Californiadecks said:


> San Diego Gas and Electric was out on one of my jobs today, hooking up service to my panel. This is how they did it.
> 
> Is this safe?
> 
> ...


I've never seen an in-line splice on a high voltage wire. Those are up higher.
Non conductive ladder. :thumbup:


----------



## TLP (Jun 17, 2013)

Inner10 said:


> You lean the ladder on the steel guy wire not the zapper.


Not a 'guy' wire in the OP pic, but yeah if you lean an aluminum ladder on steel it has 1/40th the electrical conductivity of AL and would be an insulator. I'd personally prefer a plastic insulated transmission line with a fiberglass ladder, but to each their own let us know how that works out for ya! :laughing:


----------



## TLP (Jun 17, 2013)

Californiadecks said:


> SDG&E is separate from the city


I was out there last year when a lot of SD went black. Lots of finger pointing. Some grid in AZ or CO I forgot that feeds SD as last on the food chain or something like that, did something wrong. It was all over the news. Perhaps you recall.

Someone on a ladder probably got fried and they didn't want to admit it


----------



## Inner10 (Mar 12, 2009)

TLP said:


> Not a 'guy' wire in the OP pic, but yeah if you lean an aluminum ladder on steel it has 1/40th the electrical conductivity of AL and would be an insulator. I'd personally prefer a plastic insulated transmission line with a fiberglass ladder, but to each their own let us know how that works out for ya! :laughing:


It looked like the steel guy wire below the high voltage was taking the brunt of the weight.


----------



## Red Adobe (Jul 26, 2008)

I have 28 ft er with hooks (used to do cable audits and the like) I feel safer on the line itself then in a bucket that night blow into a line when i wasnt ready.
Main thing is knowing how to handle and set the ladder in midair.


----------



## WarriorWithWood (Jun 30, 2007)

looks like the conductors stopped at the last house and he leaning on the guide wire. I've done it but my ladder has hooks and its fiberglass. Its not a big deal if done properly and those guide wires are designed to hold a hell of a lot more weight than I could ever put on it.


----------



## tedanderson (May 19, 2010)

The cable guys around here do it all the time. 

An oldtimer that worked for the phone company (back when it was the "Bell System") told me that before you prop the ladder against the cable, you are supposed to throw a rope over it and test the strength using your own body weight. 

He said that if you tie a loop in one end of the rope, put your foot in it, and then suspend yourself in mid air by holding the other end of the rope, you should be OK if you don't experience any problems. :laughing: I liked how he said you SHOULD be OK.


----------

### Task 1
In the forum thread about the utility ladder, what did the oldtimer from the phone company say you should throw over the cable before propping the ladder against it?
### Task 2
Duplicate the part of the forum thread between "## Inner10 (Mar" and "of the weight.", inclusive.

Raw records:
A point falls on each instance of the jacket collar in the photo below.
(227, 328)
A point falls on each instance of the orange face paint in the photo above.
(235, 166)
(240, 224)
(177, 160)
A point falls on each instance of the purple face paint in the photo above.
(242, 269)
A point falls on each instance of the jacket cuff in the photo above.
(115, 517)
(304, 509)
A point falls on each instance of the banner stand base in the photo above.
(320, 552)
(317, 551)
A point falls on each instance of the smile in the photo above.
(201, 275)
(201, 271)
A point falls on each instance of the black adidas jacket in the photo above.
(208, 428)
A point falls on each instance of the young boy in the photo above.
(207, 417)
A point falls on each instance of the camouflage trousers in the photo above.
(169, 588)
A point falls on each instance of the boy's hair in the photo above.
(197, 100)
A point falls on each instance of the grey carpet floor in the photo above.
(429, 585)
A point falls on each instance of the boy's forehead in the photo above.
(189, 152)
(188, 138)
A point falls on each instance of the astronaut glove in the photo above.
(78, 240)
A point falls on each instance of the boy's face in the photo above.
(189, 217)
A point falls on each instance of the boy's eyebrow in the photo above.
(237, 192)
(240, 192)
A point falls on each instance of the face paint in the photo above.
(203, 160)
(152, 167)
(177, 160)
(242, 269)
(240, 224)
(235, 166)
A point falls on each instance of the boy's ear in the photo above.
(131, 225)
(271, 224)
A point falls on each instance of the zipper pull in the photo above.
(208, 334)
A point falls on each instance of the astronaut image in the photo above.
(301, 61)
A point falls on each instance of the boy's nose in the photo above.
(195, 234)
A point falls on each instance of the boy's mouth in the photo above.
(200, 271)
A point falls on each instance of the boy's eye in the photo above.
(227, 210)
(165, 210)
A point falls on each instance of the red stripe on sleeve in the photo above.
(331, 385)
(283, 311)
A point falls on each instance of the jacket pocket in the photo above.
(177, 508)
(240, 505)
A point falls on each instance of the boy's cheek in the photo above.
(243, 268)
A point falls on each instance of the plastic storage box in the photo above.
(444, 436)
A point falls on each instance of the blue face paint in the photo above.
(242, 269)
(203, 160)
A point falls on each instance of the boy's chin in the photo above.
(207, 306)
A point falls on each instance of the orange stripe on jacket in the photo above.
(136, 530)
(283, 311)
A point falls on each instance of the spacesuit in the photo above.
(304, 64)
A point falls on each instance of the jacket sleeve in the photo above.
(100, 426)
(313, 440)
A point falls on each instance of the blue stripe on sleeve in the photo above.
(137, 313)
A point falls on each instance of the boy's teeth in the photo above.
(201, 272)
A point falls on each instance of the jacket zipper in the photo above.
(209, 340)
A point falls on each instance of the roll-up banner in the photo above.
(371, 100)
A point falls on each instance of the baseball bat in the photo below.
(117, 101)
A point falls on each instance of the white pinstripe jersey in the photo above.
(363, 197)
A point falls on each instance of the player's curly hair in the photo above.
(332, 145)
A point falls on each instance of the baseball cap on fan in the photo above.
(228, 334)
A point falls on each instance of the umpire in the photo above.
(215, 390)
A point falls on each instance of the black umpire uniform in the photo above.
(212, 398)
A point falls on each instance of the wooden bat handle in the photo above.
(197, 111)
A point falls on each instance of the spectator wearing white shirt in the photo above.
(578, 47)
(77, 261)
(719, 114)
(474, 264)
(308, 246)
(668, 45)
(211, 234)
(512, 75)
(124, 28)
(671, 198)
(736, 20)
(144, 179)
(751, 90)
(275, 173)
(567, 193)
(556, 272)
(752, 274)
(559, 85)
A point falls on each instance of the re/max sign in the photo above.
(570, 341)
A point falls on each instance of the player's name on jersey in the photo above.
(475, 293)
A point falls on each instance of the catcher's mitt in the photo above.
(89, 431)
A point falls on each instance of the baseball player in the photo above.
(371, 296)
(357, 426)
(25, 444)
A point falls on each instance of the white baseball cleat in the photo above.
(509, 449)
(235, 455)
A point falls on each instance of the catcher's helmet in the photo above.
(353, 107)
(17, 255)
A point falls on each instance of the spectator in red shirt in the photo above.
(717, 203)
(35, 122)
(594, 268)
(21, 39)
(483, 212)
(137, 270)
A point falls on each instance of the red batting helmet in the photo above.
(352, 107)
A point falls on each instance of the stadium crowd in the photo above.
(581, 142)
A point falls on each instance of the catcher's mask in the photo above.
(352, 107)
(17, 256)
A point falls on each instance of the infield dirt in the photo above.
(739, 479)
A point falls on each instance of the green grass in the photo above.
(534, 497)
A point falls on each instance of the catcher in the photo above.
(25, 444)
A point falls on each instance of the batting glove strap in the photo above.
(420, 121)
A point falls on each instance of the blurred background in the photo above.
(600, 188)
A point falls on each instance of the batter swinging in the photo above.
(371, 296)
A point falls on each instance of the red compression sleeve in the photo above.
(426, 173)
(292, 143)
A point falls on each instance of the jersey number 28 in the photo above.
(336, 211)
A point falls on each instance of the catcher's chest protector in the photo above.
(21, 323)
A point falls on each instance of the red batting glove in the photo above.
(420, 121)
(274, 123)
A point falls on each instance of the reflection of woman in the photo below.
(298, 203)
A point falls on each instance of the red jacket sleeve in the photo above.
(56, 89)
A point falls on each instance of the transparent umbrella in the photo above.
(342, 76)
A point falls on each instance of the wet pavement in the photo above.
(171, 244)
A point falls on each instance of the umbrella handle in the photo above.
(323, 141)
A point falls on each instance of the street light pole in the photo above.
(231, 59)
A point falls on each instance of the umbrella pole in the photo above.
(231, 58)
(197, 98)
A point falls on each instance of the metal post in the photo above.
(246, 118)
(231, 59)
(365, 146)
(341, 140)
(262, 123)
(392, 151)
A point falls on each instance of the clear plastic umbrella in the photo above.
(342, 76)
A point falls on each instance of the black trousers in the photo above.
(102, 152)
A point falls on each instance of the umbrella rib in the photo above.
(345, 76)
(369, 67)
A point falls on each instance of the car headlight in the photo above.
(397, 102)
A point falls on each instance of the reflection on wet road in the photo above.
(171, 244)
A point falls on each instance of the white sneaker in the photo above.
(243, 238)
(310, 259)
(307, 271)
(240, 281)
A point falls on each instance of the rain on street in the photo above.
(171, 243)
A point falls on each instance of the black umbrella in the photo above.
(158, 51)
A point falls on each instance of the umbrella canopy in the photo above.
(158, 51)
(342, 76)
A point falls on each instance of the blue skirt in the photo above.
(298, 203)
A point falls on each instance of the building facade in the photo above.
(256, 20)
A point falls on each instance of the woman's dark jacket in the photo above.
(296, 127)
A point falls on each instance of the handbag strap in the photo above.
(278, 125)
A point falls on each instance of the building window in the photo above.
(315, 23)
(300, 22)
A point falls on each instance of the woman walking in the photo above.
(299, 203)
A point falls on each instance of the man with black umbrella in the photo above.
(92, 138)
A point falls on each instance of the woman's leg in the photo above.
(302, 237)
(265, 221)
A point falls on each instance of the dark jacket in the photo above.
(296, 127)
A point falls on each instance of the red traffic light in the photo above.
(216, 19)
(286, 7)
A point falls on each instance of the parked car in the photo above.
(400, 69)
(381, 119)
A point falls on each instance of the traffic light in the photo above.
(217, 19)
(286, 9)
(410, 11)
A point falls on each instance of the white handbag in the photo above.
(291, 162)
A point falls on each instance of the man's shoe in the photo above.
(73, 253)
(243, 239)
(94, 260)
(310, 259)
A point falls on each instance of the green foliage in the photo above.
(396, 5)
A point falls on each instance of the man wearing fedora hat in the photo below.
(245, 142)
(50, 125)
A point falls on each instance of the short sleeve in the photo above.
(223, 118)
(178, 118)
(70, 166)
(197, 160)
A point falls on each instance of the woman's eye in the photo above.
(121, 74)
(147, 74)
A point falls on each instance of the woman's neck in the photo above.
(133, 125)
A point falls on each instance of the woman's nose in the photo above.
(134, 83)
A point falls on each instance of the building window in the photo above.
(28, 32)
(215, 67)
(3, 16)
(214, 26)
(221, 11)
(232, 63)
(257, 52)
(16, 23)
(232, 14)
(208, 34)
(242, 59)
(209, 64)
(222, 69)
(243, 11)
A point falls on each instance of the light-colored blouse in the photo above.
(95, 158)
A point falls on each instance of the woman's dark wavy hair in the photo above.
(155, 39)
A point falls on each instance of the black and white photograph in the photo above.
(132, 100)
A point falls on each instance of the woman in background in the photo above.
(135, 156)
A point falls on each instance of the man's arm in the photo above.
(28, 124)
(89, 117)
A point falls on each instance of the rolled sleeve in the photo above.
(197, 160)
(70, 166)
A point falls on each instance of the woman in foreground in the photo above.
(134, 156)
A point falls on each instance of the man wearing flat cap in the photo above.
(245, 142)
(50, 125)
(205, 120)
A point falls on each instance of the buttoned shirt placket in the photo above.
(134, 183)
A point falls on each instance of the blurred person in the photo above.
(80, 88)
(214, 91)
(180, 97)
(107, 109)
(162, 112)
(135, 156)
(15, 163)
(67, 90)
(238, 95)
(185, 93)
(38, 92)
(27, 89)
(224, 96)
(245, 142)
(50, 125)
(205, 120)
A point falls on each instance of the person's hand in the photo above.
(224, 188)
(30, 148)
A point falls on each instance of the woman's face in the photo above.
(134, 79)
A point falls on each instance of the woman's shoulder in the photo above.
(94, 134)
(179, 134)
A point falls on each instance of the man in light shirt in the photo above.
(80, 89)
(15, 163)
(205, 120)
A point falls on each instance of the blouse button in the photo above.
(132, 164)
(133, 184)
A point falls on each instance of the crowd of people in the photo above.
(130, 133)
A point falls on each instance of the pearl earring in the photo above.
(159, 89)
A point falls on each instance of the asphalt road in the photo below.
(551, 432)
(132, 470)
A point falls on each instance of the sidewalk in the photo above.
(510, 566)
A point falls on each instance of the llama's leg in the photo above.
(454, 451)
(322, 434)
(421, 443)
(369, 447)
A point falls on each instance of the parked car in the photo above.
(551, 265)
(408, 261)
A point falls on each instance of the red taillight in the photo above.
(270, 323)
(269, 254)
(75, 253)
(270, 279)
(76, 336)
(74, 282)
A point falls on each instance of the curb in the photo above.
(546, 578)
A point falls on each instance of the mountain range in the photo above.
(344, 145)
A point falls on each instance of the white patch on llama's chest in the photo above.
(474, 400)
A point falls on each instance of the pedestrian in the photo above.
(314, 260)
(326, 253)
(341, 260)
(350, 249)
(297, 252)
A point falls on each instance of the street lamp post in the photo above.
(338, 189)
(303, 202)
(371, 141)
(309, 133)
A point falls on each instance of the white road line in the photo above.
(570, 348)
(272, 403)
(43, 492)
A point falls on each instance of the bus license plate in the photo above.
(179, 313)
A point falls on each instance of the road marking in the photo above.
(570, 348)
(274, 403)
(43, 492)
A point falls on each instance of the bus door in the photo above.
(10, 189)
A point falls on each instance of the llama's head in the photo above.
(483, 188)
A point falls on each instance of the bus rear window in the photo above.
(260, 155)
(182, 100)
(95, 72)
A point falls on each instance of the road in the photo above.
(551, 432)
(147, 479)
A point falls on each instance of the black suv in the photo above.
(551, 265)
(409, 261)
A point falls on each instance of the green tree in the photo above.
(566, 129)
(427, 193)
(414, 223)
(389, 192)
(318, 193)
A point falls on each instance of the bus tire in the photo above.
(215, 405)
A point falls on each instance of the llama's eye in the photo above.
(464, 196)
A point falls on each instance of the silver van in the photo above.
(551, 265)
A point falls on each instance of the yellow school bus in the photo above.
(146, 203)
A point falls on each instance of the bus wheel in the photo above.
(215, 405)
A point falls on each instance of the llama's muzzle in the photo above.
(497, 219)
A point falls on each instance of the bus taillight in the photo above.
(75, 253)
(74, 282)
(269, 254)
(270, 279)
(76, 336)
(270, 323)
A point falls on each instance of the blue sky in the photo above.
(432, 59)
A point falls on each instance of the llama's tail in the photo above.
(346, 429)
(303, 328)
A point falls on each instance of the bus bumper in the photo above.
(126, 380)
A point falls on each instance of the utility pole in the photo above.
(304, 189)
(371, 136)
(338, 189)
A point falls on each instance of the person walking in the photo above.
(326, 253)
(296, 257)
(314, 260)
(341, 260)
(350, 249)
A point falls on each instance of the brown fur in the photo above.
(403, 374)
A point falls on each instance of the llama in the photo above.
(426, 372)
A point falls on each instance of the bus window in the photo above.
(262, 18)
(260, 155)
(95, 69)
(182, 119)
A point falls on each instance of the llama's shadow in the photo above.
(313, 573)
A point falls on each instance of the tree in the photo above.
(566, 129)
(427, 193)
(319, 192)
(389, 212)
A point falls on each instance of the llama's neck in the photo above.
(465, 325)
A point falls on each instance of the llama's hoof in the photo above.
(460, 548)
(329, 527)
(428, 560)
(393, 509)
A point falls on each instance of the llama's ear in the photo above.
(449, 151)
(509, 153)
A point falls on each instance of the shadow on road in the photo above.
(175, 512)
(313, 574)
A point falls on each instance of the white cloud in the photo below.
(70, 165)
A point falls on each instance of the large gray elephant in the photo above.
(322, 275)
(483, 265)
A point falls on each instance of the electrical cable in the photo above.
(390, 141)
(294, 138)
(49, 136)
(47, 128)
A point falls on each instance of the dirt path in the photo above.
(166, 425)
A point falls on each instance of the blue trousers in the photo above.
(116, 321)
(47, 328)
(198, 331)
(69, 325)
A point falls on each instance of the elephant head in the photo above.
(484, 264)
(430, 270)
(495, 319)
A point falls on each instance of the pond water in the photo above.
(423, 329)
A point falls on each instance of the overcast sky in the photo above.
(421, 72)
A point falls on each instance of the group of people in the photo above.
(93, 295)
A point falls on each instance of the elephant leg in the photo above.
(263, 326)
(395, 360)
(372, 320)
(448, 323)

### Complete output 1
A rope.

### Complete output 2
## Inner10 (Mar 12, 2009)

TLP said:


> Not a 'guy' wire in the OP pic, but yeah if you lean an aluminum ladder on steel it has 1/40th the electrical conductivity of AL and would be an insulator. I'd personally prefer a plastic insulated transmission line with a fiberglass ladder, but to each their own let us know how that works out for ya! :laughing:


It looked like the steel guy wire below the high voltage was taking the brunt of the weight.